Convergent and discriminant validity are the two subtypes of validity that make up construct validity. Convergent validity refers to the degree to which two measures of constructs that theoretically should be related, are in fact related. In contrast, discriminant validity tests whether concepts or measurements that are supposed to be unrelated are, in fact, unrelated. Take, for example, a construct of general happiness. If a measure of general happiness had convergent validity, then constructs similar to happiness (satisfaction, contentment, cheerfulness, etc.) should relate positively to the measure of general happiness. If this measure has discriminant validity, then constructs that are not supposed to be related positively to general happiness (sadness, depression, despair, etc.) should not relate to the measure of general happiness. Measures can have one of the subtypes of construct validity and not the other. Using the example of general happiness, a researcher could create an inventory where there is a very high positive correlation between general happiness and contentment, but if there is also a significant positive correlation between happiness and depression, then the measure's construct validity is called into question. The test has convergent validity but not discriminant validity.

=== Nomological network ===

Lee Cronbach and Paul Meehl (1955) proposed that the development of a nomological net was essential to the measurement of a test's construct validity. A nomological network defines a construct by illustrating its relation to other constructs and behaviors. It is a representation of the concepts (constructs) of interest in a study, their observable manifestations, and the interrelationship among them. It examines whether the relationships between similar construct are considered with relationships between the observed measures of the constructs. A thorough observation of constructs relationships to each other it can generate new constructs. For example, intelligence and working memory are considered highly related constructs. Through the observation of their underlying components psychologists developed new theoretical constructs such as: controlled attention and short term loading. Creating a nomological net can also make the observation and measurement of existing constructs more efficient by pinpointing errors. Researchers have found that studying the bumps on the human skull (phrenology) are not indicators of intelligence, but volume of the brain is. Removing the theory of phrenology from the nomological net of intelligence and adding the theory of brain mass evolution, constructs of intelligence are made more efficient and more powerful. The weaving of all of these interrelated concepts and their observable traits creates a "net" that supports their theoretical concept. For example, in the nomological network for academic achievement, we would expect observable traits of academic achievement (i.e., GPA, SAT, and ACT scores) to relate to the observable traits for studiousness (hours spent studying, attentiveness in class, detail of notes). If they do not then there is a problem with measurement (of academic achievement or studiousness), or with the purported theory of achievement. If they are indicators of one another then the nomological network, and therefore the constructed theory, of academic achievement is strengthened. Although the nomological network proposed a theory of how to strengthen constructs, it doesn't tell us how we can assess the construct validity in a study.
========================
_Task 1_: According to the passage on construct validity, who proposed in 1955 that developing a nomological net was essential to measuring a test's construct validity?
_Task 2_: Pick up the passage on construct validity after its final sentence and carry it forward.

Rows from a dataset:
========================
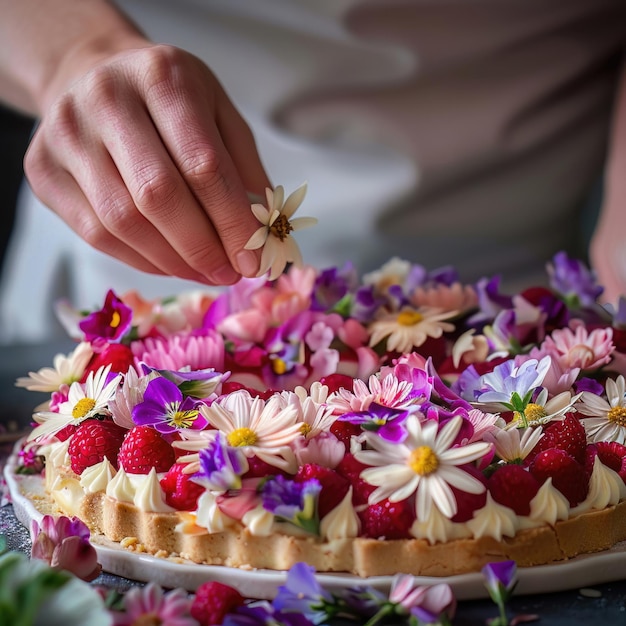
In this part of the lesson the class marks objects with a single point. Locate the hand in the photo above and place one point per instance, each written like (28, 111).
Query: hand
(145, 157)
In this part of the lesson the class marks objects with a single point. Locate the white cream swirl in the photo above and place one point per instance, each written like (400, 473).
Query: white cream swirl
(97, 477)
(342, 522)
(494, 520)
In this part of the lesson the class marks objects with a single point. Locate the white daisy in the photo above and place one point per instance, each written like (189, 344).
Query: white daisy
(279, 247)
(606, 419)
(67, 370)
(424, 464)
(410, 328)
(83, 402)
(260, 428)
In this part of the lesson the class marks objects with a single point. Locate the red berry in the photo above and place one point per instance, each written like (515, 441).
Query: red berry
(391, 520)
(94, 440)
(568, 475)
(144, 448)
(180, 491)
(334, 486)
(213, 601)
(466, 502)
(567, 435)
(513, 486)
(351, 469)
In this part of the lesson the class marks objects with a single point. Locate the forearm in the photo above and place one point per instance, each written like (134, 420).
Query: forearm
(43, 45)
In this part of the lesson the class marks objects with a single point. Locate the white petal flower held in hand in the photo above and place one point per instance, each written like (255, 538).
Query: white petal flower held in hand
(279, 247)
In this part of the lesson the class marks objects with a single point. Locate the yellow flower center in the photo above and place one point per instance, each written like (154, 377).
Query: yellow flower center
(115, 320)
(618, 415)
(242, 437)
(184, 419)
(409, 318)
(279, 366)
(82, 407)
(423, 461)
(533, 412)
(281, 227)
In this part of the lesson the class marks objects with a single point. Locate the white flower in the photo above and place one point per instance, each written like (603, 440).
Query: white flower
(83, 402)
(607, 418)
(67, 370)
(410, 328)
(424, 464)
(279, 247)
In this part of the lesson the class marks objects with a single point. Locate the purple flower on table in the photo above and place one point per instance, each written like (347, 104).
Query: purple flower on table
(197, 384)
(303, 594)
(386, 421)
(574, 281)
(166, 409)
(63, 543)
(291, 501)
(150, 605)
(221, 466)
(111, 323)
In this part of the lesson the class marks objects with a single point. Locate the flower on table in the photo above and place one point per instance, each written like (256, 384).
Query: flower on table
(605, 420)
(425, 463)
(410, 327)
(67, 370)
(83, 402)
(150, 605)
(110, 323)
(63, 543)
(279, 247)
(291, 501)
(166, 408)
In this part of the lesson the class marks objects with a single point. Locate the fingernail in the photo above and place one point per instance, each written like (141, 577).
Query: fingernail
(247, 262)
(225, 275)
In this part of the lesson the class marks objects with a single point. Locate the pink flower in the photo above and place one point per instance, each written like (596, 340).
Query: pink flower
(64, 544)
(150, 605)
(577, 347)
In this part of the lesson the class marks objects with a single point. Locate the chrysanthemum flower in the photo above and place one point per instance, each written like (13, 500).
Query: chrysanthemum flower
(425, 464)
(67, 370)
(606, 419)
(279, 247)
(410, 327)
(83, 402)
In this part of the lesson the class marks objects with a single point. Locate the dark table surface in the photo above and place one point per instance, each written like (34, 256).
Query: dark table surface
(600, 604)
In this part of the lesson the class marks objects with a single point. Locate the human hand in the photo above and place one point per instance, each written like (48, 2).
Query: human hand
(144, 156)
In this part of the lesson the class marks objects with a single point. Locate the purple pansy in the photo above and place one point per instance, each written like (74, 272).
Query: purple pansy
(166, 408)
(111, 322)
(292, 501)
(221, 466)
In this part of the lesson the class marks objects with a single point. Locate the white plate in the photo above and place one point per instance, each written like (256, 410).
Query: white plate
(582, 571)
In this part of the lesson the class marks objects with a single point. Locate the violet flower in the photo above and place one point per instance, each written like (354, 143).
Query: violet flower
(63, 543)
(221, 466)
(387, 422)
(111, 323)
(574, 281)
(303, 594)
(292, 501)
(166, 409)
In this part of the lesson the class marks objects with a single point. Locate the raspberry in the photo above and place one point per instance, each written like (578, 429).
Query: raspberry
(513, 486)
(213, 601)
(568, 475)
(389, 520)
(144, 448)
(466, 502)
(351, 469)
(180, 491)
(344, 431)
(93, 441)
(567, 435)
(334, 486)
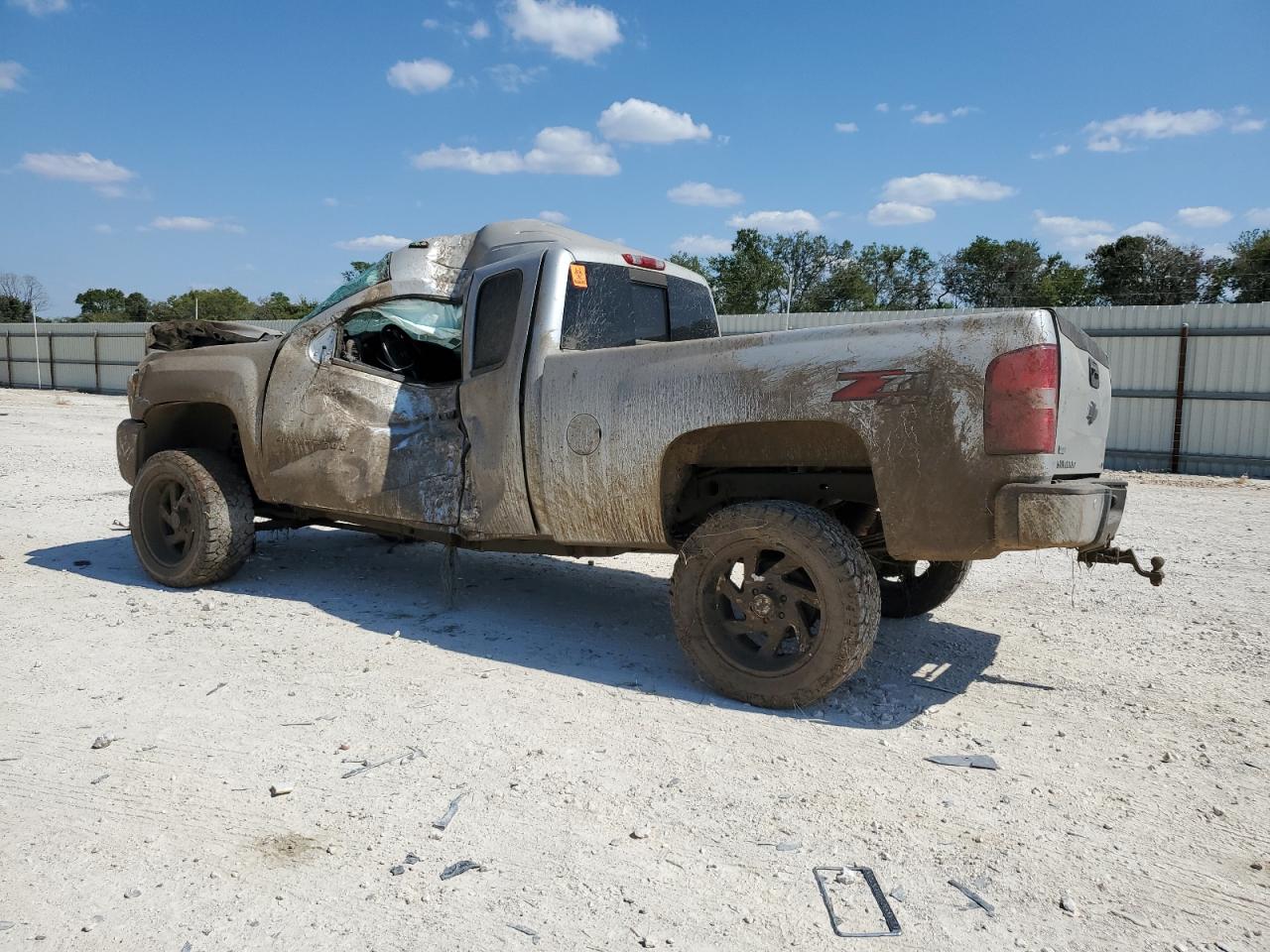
========================
_Task result 1_: Lee Cronbach and Paul Meehl

_Task result 2_:
=== Multitrait-multimethod matrix ===

The multitrait-multimethod matrix (MTMM) is an approach to examining construct validity developed by Campbell and Fiske (1959). This model examines convergence (evidence that different measurement methods of a construct give similar results) and discriminability (ability to differentiate the construct from other related constructs). It measures six traits: the evaluation of convergent validity, the evaluation of discriminant (divergent) validity, trait-method units, multitrait-multimethods, truly different methodologies, and trait characteristics. This design allows investigators to test for: "convergence across different measures...of the same 'thing'...and for divergence between measures...of related but conceptually distinct 'things'.

==Threats to construct validity==
Apparent construct validity can be misleading due to a range of problems in hypothesis formulation and experimental design.
- Hypothesis guessing: If the participant knows, or guesses, the desired end-result, the participant's actions may change. An example is the Hawthorne effect: in a 1925 industrial ergonomics study conducted at the Hawthorne Works factory outside Chicago, experimenters observed that both lowering and brightening the ambient light levels improved worker productivity. They eventually determined the basis for this paradoxical result: workers who were aware of being observed worked harder no matter what the change in the environment.
- Bias in experimental design (intentional or unintentional). An example of this is provided in Stephen Jay Gould's 1981 book "The Mismeasure of Man". Among the questions used around the time of World War I in the battery used to measure intelligence was "In which city do the Dodgers play?" (they were then based in Brooklyn). Recent immigrants to the US from Eastern Europe unfamiliar with the sport of baseball got the answer wrong, and this was used to infer that Eastern Europeans had lower intelligence. The question did not measure intelligence: it only measured how long one had lived in the US and become accultured to a popular pastime.
- Researcher expectations may be communicated unintentionally to the participants non-verbally, eliciting the desired effect. To control for this possibility, double-blind experimental designs should be used where possible. That is, the evaluator of a particular participant should be unaware of what intervention has been performed on that particular participant or should be independent of the experimenter.
- Defining predicted outcome too narrowly. For instance, using only job satisfaction to measure happiness will exclude relevant information from outside the workplace.
- Confounding variables (covariates): The root cause for the observed effects may be due to variables that have not been considered or measured.

An in-depth exploration of the threats to construct validity is presented in Trochim.

== See also ==
- Statistical conclusion validity
- Internal validity
- Ecological validity
- Content validity
- External validity
- Reliability (psychometrics)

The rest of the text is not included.